- _TASK DIRECTIONS_
Please reproduce the listing below word for word, from its first line to its last, leaving out the pictures.
====
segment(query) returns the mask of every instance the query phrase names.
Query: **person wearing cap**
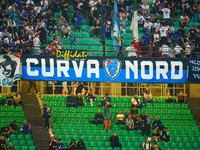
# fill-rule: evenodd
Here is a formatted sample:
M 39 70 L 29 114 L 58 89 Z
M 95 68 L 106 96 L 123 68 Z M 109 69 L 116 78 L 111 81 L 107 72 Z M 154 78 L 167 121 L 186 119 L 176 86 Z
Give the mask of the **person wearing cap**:
M 145 103 L 154 103 L 149 88 L 147 88 L 146 92 L 144 93 L 144 102 Z
M 8 93 L 8 97 L 6 98 L 6 101 L 7 101 L 8 106 L 13 105 L 14 99 L 13 99 L 12 93 Z
M 169 132 L 167 131 L 167 127 L 164 127 L 163 130 L 161 131 L 161 137 L 160 137 L 161 141 L 166 141 L 169 142 L 170 141 L 170 136 L 169 136 Z

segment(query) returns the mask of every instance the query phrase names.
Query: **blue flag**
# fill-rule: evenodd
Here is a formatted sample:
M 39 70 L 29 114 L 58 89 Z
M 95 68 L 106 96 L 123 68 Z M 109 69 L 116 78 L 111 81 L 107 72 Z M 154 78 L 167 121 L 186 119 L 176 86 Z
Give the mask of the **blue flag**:
M 114 1 L 114 10 L 113 10 L 113 46 L 115 50 L 119 50 L 121 45 L 121 36 L 120 36 L 120 23 L 119 23 L 119 11 L 117 9 L 117 0 Z

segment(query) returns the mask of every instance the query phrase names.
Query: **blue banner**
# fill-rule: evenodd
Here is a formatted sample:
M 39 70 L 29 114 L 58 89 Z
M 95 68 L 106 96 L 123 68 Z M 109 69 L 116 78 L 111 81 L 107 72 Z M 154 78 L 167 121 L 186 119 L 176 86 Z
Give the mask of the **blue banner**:
M 47 81 L 185 83 L 187 62 L 164 58 L 58 60 L 49 56 L 22 56 L 22 77 Z
M 188 81 L 200 83 L 200 59 L 189 59 L 189 77 Z

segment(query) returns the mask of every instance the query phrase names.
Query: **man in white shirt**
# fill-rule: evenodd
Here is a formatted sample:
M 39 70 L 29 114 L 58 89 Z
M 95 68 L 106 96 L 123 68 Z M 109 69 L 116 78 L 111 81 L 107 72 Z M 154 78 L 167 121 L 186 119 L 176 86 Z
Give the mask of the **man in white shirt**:
M 65 25 L 62 26 L 61 31 L 62 31 L 62 35 L 63 35 L 64 38 L 66 38 L 66 37 L 68 39 L 70 38 L 72 30 L 70 29 L 68 22 L 66 22 Z
M 167 6 L 161 10 L 163 12 L 163 19 L 170 19 L 171 10 Z
M 176 43 L 176 46 L 174 48 L 175 58 L 181 58 L 181 51 L 183 51 L 182 47 L 179 46 L 178 43 Z
M 168 28 L 166 27 L 166 24 L 163 24 L 163 26 L 160 28 L 160 37 L 161 37 L 161 44 L 162 43 L 167 43 L 169 33 L 168 33 Z
M 116 124 L 125 124 L 124 120 L 124 114 L 122 114 L 122 111 L 119 110 L 119 113 L 116 115 Z
M 131 43 L 131 46 L 128 46 L 123 52 L 128 52 L 128 57 L 137 57 L 137 49 L 134 47 L 134 42 Z
M 34 49 L 35 49 L 35 55 L 40 55 L 41 54 L 41 50 L 40 50 L 40 35 L 37 34 L 36 37 L 33 39 L 33 45 L 34 45 Z
M 163 43 L 162 46 L 160 47 L 159 51 L 161 52 L 161 56 L 162 57 L 168 58 L 171 49 L 169 48 L 168 45 L 166 45 L 166 44 Z
M 190 22 L 190 18 L 187 16 L 187 14 L 185 14 L 184 16 L 180 17 L 180 25 L 184 28 L 187 27 L 189 22 Z
M 150 22 L 149 19 L 147 19 L 147 22 L 144 24 L 144 30 L 145 30 L 145 32 L 151 32 L 152 26 L 153 26 L 153 23 Z

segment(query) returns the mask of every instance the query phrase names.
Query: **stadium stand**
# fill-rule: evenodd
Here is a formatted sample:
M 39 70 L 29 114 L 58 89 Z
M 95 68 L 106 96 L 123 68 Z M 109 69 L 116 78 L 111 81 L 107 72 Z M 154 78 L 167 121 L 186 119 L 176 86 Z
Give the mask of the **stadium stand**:
M 1 95 L 0 100 L 6 99 L 7 95 Z M 0 128 L 9 127 L 13 121 L 17 121 L 17 134 L 10 134 L 6 139 L 6 146 L 12 142 L 15 150 L 35 150 L 35 145 L 30 134 L 21 134 L 21 125 L 26 120 L 22 106 L 0 106 Z
M 94 120 L 97 110 L 100 109 L 104 115 L 104 108 L 97 105 L 100 102 L 100 97 L 97 98 L 97 104 L 90 106 L 86 102 L 85 106 L 66 107 L 65 96 L 52 96 L 44 95 L 43 100 L 52 108 L 53 117 L 51 119 L 52 128 L 58 138 L 61 138 L 65 146 L 68 147 L 71 139 L 79 141 L 83 139 L 88 149 L 111 149 L 109 137 L 116 132 L 119 136 L 120 143 L 123 149 L 142 149 L 142 144 L 146 137 L 141 135 L 140 130 L 127 132 L 125 125 L 116 124 L 116 113 L 122 110 L 123 114 L 131 110 L 131 103 L 129 97 L 111 97 L 113 107 L 111 108 L 112 114 L 112 129 L 105 131 L 103 125 L 95 125 L 90 123 Z M 83 97 L 83 99 L 85 99 Z M 143 102 L 143 99 L 140 98 Z M 154 120 L 155 116 L 161 120 L 164 127 L 168 128 L 170 135 L 170 143 L 159 142 L 161 149 L 199 149 L 199 136 L 200 132 L 196 125 L 193 115 L 190 112 L 187 104 L 174 104 L 166 103 L 164 98 L 154 98 L 154 105 L 147 103 L 146 107 L 141 110 L 138 109 L 139 114 L 150 114 L 151 119 Z M 151 133 L 153 133 L 151 129 Z

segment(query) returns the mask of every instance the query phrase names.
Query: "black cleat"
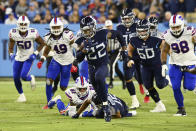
====
- _FINAL ANSWER_
segment(query) returns the mask of every instance the query phrase names.
Query: **person wearing cap**
# fill-rule: evenodd
Here is a formatted sample:
M 39 70 L 29 114 L 58 89 Z
M 95 68 L 106 96 L 123 68 Z M 109 69 L 116 78 L 111 81 L 107 72 Z M 154 78 L 167 121 L 186 119 L 176 86 Z
Give the mask of the **person wearing cap**:
M 145 103 L 154 103 L 149 88 L 147 88 L 146 92 L 144 93 L 144 102 Z
M 8 93 L 8 97 L 6 98 L 6 101 L 7 101 L 8 106 L 13 105 L 14 99 L 13 99 L 12 93 Z
M 169 132 L 167 131 L 167 127 L 164 127 L 163 130 L 161 131 L 161 137 L 160 137 L 161 141 L 166 141 L 169 142 L 170 141 L 170 136 L 169 136 Z

segment(query) returns the mask of every instance the query phrase names.
Query: **blue flag**
# fill-rule: evenodd
Here is a formatted sample:
M 39 70 L 29 114 L 58 89 Z
M 95 68 L 106 96 L 123 68 Z M 109 69 L 116 78 L 111 81 L 107 72 Z M 154 78 L 167 121 L 186 119 L 176 86 Z
Give the mask of the **blue flag**:
M 114 1 L 114 10 L 113 10 L 113 46 L 115 50 L 119 50 L 121 45 L 121 36 L 120 36 L 120 23 L 119 23 L 119 11 L 117 9 L 117 0 Z

segment(query) returns the mask of every instance the query phrase names.
Query: **blue banner**
# fill-rule: evenodd
Here is a formatted sample:
M 39 70 L 29 114 L 58 89 Z
M 95 68 L 106 96 L 123 68 Z M 109 69 L 116 78 L 111 81 L 107 72 Z M 154 78 L 167 121 L 186 119 L 176 86 Z
Give the mask of the **blue banner**:
M 47 81 L 185 83 L 187 62 L 164 58 L 58 60 L 49 56 L 22 56 L 22 77 Z
M 188 81 L 200 83 L 200 59 L 189 59 L 189 77 Z

segment(query) returns the mask of every instance the query phrase names.
Query: **man in white shirt**
# fill-rule: evenodd
Here is a formatted sample:
M 39 70 L 29 114 L 58 89 Z
M 95 68 L 106 96 L 123 68 Z M 109 69 L 116 78 L 111 81 L 107 72 Z M 154 78 L 167 121 L 186 119 L 176 86 Z
Give the mask of the **man in white shirt**:
M 65 25 L 62 26 L 61 31 L 62 31 L 62 35 L 63 35 L 64 38 L 66 38 L 66 37 L 68 39 L 70 38 L 72 30 L 70 29 L 68 22 L 66 22 Z
M 167 6 L 161 10 L 163 12 L 163 19 L 170 19 L 171 10 Z
M 176 43 L 176 46 L 174 48 L 175 58 L 181 58 L 181 51 L 183 51 L 182 47 L 179 46 L 178 43 Z
M 168 28 L 166 27 L 166 24 L 163 24 L 163 26 L 160 28 L 160 37 L 161 37 L 161 44 L 162 43 L 167 43 L 169 33 L 168 33 Z
M 116 124 L 125 124 L 124 120 L 124 114 L 122 114 L 122 111 L 119 110 L 119 113 L 116 115 Z
M 131 43 L 131 46 L 128 46 L 123 52 L 128 52 L 128 57 L 137 57 L 137 49 L 134 47 L 134 42 Z
M 34 49 L 35 49 L 35 55 L 40 55 L 41 54 L 41 50 L 40 50 L 40 35 L 37 34 L 36 37 L 33 39 L 33 45 L 34 45 Z
M 163 43 L 162 46 L 160 47 L 159 51 L 161 52 L 161 56 L 162 57 L 168 58 L 171 49 L 169 48 L 168 45 L 166 45 L 166 44 Z
M 190 22 L 190 18 L 187 16 L 187 14 L 185 14 L 184 16 L 180 17 L 180 25 L 184 28 L 187 27 L 189 22 Z
M 150 22 L 149 19 L 147 19 L 147 22 L 144 24 L 144 30 L 145 30 L 145 32 L 151 32 L 152 26 L 153 26 L 153 23 Z

segment(query) returns the mask of every instance the query phrase names.
Query: **stadium stand**
# fill-rule: evenodd
Here is a formatted sample:
M 39 70 L 29 114 L 58 89 Z
M 95 68 L 106 96 L 123 68 Z M 109 69 L 116 78 L 111 81 L 107 72 Z M 154 78 L 167 121 L 186 119 L 176 86 Z
Give the mask of the **stadium stand**:
M 1 95 L 0 100 L 6 99 L 7 95 Z M 0 128 L 9 127 L 13 121 L 17 121 L 17 134 L 10 134 L 6 139 L 6 146 L 12 142 L 15 150 L 35 150 L 35 145 L 30 134 L 21 134 L 21 125 L 26 120 L 22 106 L 0 106 Z
M 94 120 L 97 110 L 100 109 L 104 115 L 104 108 L 97 105 L 100 102 L 100 97 L 97 98 L 97 104 L 90 106 L 86 102 L 85 106 L 66 107 L 65 96 L 52 96 L 44 95 L 43 100 L 52 108 L 53 117 L 51 119 L 52 128 L 58 138 L 61 138 L 65 146 L 68 147 L 71 139 L 79 141 L 83 139 L 88 149 L 111 149 L 109 137 L 116 132 L 119 136 L 120 143 L 123 149 L 142 149 L 142 144 L 146 137 L 141 135 L 140 130 L 127 132 L 125 125 L 116 124 L 116 113 L 122 110 L 123 114 L 131 110 L 131 103 L 129 97 L 111 97 L 113 107 L 111 108 L 112 114 L 112 129 L 105 131 L 103 125 L 95 125 L 90 123 Z M 83 97 L 83 99 L 85 99 Z M 143 102 L 143 99 L 140 98 Z M 154 120 L 155 116 L 161 120 L 164 127 L 168 128 L 170 135 L 170 143 L 159 142 L 161 149 L 199 149 L 199 136 L 200 132 L 196 125 L 193 115 L 190 112 L 187 104 L 174 104 L 166 103 L 164 98 L 154 98 L 154 105 L 147 103 L 146 107 L 141 110 L 138 109 L 139 114 L 150 114 L 151 119 Z M 151 133 L 153 133 L 151 129 Z

segment(query) returns the mask of every instance the query phrase names.
Query: "black cleat"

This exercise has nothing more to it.